J’ai voulu m’en instruire de bonne sorte. Je ne me suis pas fié à ce que notre ami m’en avait appris. J’ai voulu les voir eux-mêmes ; mais j’ai trouvé qu’il ne m’avait rien dit que de vrai. Je pense qu’il ne ment jamais. Vous le verrez par le récit de ces conférences.
Dans celle que j’eus avec lui, il me dit de si étranges choses, que j’avais peine à le croire ; mais il me les montra dans les livres de ces Pères : de sorte qu’il ne me resta à dire pour leur défense, sinon que c’étaient les sentiments de quelques particuliers qu’il n’était pas juste d’imputer au corps. Et, en effet, je l’assurai que j’en connaissais qui sont aussi sévères que ceux qu’il me citait sont relâchés. Ce fut sur cela qu’il me découvrit l’esprit de la Société, qui n’est pas connu de tout le monde, et vous serez peut-être bien aise de l’apprendre. Voici ce qu’il me dit.
Vous pensez beaucoup faire en leur faveur, de montrer qu’ils ont de leurs Pères aussi conformes aux maximes évangéliques que les autres y sont contraires ; et vous concluez de là que ces opinions larges n’appartiennent pas à toute la Société. Je le sais bien ; car si cela était, ils n’en souffriraient pas qui y fussent si contraires. Mais puisqu’ils en ont aussi qui sont dans une doctrine si licencieuse, concluez-en de même que l’esprit de la Société n’est pas celui de la sévérité chrétienne ; car, si cela était, ils n’en souffriraient pas qui y fussent si opposés. Eh quoi ! lui répondis-je, quel peut donc être le dessein du corps entier ? C’est sans doute qu’ils n’en ont aucun d’arrêté, et que chacun a la liberté de dire à l’aventure ce qu’il pense. Cela ne peut pas être, me répondit-il ; un si grand corps ne subsisterait pas dans une conduite téméraire, et sans une âme qui le gouverne et qui règle tous ses mouvements : outre qu’ils ont un ordre particulier de ne rien imprimer sans l’aveu de leurs supérieurs. Mais quoi ! lui dis-je, comment les mêmes supérieurs peuvent-ils consentir à des maximes si différentes ? C’est ce qu’il faut vous apprendre, me répliqua-t-il.

**Section des données:**

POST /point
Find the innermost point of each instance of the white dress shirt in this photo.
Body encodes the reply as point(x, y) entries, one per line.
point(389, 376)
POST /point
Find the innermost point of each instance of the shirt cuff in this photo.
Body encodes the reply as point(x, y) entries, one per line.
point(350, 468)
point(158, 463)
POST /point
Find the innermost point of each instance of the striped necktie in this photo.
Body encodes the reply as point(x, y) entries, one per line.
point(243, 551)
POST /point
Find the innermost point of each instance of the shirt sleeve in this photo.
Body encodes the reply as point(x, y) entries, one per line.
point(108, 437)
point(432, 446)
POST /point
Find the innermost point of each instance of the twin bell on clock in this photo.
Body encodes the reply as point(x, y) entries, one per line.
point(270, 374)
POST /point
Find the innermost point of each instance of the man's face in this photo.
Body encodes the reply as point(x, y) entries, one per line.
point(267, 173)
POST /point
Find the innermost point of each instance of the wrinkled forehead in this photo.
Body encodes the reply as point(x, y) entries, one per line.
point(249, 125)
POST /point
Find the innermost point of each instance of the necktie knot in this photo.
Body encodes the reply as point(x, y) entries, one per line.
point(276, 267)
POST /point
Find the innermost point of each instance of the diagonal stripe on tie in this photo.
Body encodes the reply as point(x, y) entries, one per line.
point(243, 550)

**Consigne de l'exercice:** Restituez à l'identique la portion du passage choisi qui commence aux mots « Dans celle que » et s'arrête après « qu’il me dit. ».

**Corrigé de l'exercice:**
Dans celle que j’eus avec lui, il me dit de si étranges choses, que j’avais peine à le croire ; mais il me les montra dans les livres de ces Pères : de sorte qu’il ne me resta à dire pour leur défense, sinon que c’étaient les sentiments de quelques particuliers qu’il n’était pas juste d’imputer au corps. Et, en effet, je l’assurai que j’en connaissais qui sont aussi sévères que ceux qu’il me citait sont relâchés. Ce fut sur cela qu’il me découvrit l’esprit de la Société, qui n’est pas connu de tout le monde, et vous serez peut-être bien aise de l’apprendre. Voici ce qu’il me dit.